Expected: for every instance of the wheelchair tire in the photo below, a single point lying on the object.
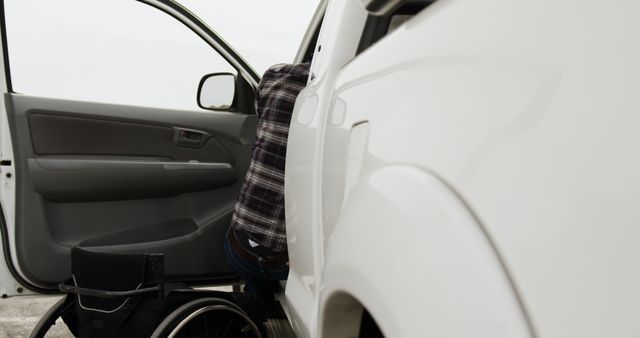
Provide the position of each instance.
(48, 319)
(207, 317)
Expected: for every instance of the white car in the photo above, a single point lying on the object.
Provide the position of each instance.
(454, 169)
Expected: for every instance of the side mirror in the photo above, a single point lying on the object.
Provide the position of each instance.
(217, 91)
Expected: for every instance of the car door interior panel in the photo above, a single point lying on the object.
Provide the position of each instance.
(125, 179)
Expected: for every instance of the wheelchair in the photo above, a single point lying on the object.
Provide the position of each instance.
(126, 295)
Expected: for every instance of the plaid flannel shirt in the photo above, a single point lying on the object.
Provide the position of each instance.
(259, 210)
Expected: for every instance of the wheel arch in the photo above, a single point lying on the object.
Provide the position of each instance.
(408, 249)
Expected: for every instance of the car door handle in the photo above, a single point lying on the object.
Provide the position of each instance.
(189, 137)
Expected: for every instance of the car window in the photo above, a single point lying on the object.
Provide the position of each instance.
(263, 32)
(116, 51)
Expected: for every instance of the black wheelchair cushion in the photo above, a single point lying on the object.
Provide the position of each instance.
(103, 316)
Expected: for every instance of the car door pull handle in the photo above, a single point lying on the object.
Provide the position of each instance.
(189, 137)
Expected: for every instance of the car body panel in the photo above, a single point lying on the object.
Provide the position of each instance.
(528, 111)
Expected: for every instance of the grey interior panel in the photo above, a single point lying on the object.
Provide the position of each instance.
(94, 179)
(60, 134)
(114, 176)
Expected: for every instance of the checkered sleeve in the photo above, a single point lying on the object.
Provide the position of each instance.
(259, 209)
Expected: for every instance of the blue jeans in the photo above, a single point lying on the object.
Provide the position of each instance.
(260, 280)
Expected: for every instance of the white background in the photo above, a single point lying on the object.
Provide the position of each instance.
(125, 52)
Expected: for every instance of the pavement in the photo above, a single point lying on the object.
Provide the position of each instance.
(18, 315)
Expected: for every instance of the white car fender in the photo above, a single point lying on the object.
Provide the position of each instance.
(410, 252)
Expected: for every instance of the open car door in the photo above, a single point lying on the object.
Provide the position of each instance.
(121, 176)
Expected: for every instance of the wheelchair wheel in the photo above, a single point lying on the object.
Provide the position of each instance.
(207, 318)
(49, 318)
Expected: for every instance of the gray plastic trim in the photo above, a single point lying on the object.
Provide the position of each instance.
(81, 180)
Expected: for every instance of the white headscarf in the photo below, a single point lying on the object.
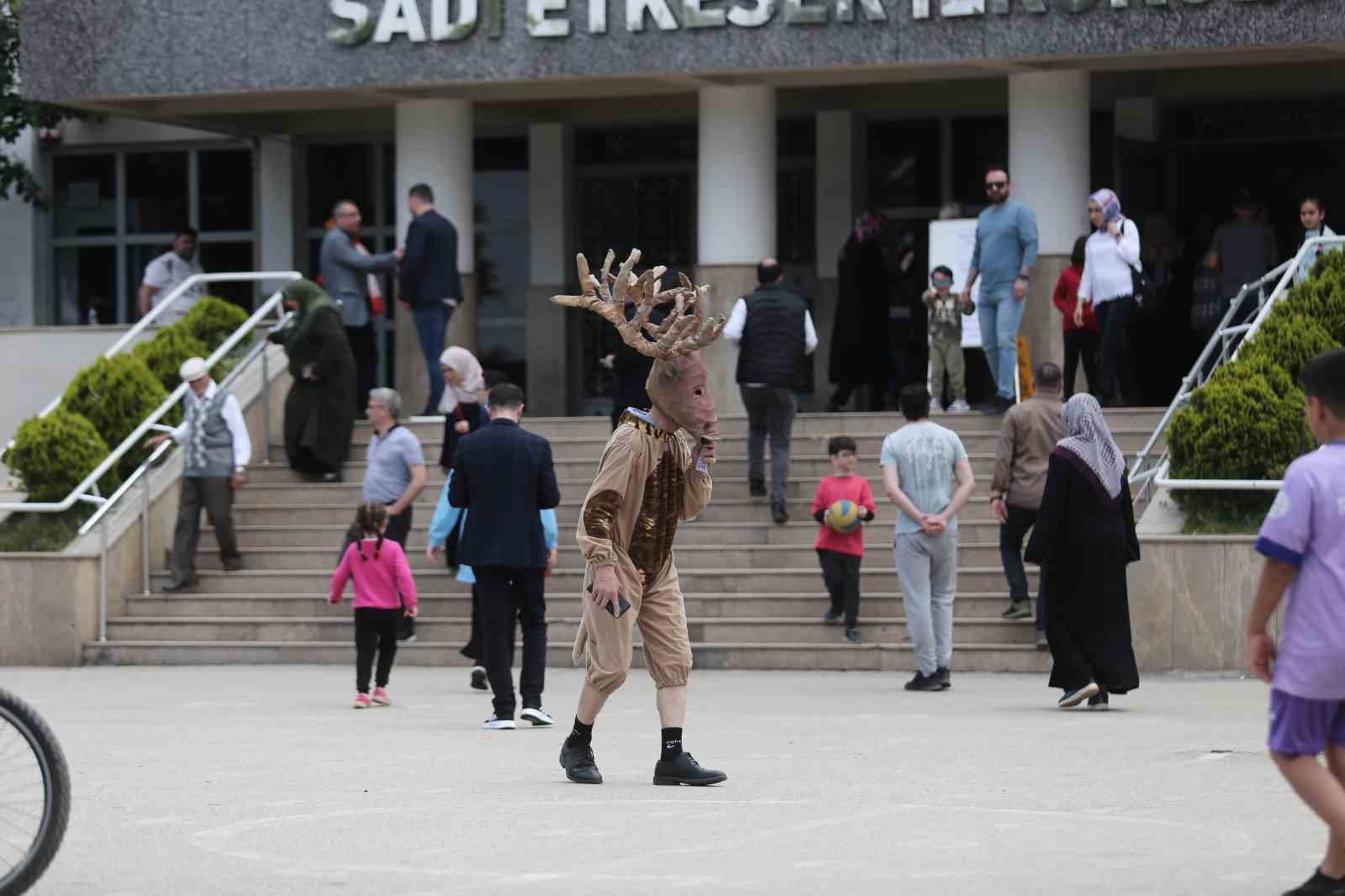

--------

▸ **PROBLEM REQUIREMENTS**
Above are records with pictures; repeat them exactly, but without the pictures.

▸ **YOUR RESPONSE**
Expected: for every instance of the wheelchair tire in the photo below, a single point lying on the object.
Provide the position of each instance.
(48, 319)
(207, 317)
Expected: for every instance of the white car in the photo above, a single point lying on the object.
Provide the position of each instance.
(454, 169)
Expected: for every instance of the side mirror in the photo above, a single point lying on the object.
Provide the position of each instance.
(217, 91)
Expected: for every instance of the car door interior panel in the photo above, a single point lying on the object.
Provide the position of each instance.
(125, 179)
Expected: for every instance of the wheelchair in the photo above, a single point lying on the object.
Provide the position of each instance.
(126, 295)
Expected: for every instance of the plaid flannel shirt in the photo above, a single point lying on the object.
Provide the position of each instance.
(259, 210)
Expected: for every instance of the wheel arch in the photo above, a single point lying on the object.
Provide the position of each instance.
(408, 249)
Expected: for every instance of the car door handle in the photo above, a single point lying on the object.
Provide the position of each instance.
(189, 137)
Expected: for every instance of the car window in the photo above, a single point lying on the object.
Provide the position of each instance.
(263, 32)
(116, 51)
Expected: for every instance of the black wheelchair cushion in the photo above, a single point lying on the object.
Provide the position of each instance.
(103, 316)
Expected: for every instance of the car door pull handle in the photo above, a single point lying on the object.
Provide the position of each instance.
(189, 137)
Expected: for every instance of the car body panel in the photo above, a single point lying on the object.
Provide the position of each instance.
(528, 111)
Expected: for every instance of the grey interior panel in the photo above, a single point lying on the object.
Provide the position of each instance.
(94, 179)
(60, 134)
(114, 176)
Expected: for every instance of the checkered sleeve in the photo above, a single point lying on the object.
Provide the position of each instance.
(259, 209)
Expected: for every instance of the blue jeans in the photo above, a single point lying on the object.
Provide the position of each instance.
(260, 280)
Expected: for every instance of the white background in the photo above, a single point lying on the object.
Provide the position of each instance.
(125, 52)
Expected: for every instance of the pavement in the photo above, a single point lying on the object.
Provide the position of each instance.
(18, 315)
Expected: for every instance of the white car fender in the photo above, a single point lying on the object.
Provide the position of each instance.
(410, 252)
Expected: for every instance of the open car door in the photo above, a single point lying on the object.
Provide the position of each instance.
(121, 176)
Expected: for every instance of the wheelchair wheel in the photo above, a single point lying on the object.
Provide the position of each instance.
(207, 318)
(49, 318)
Expected: for every instance of the gray plastic trim in the photo above, a single point lying on the object.
Provide the position of each instance.
(81, 180)
Expected: for every instance of the white headscarf in the photo below, a single point lying on the object.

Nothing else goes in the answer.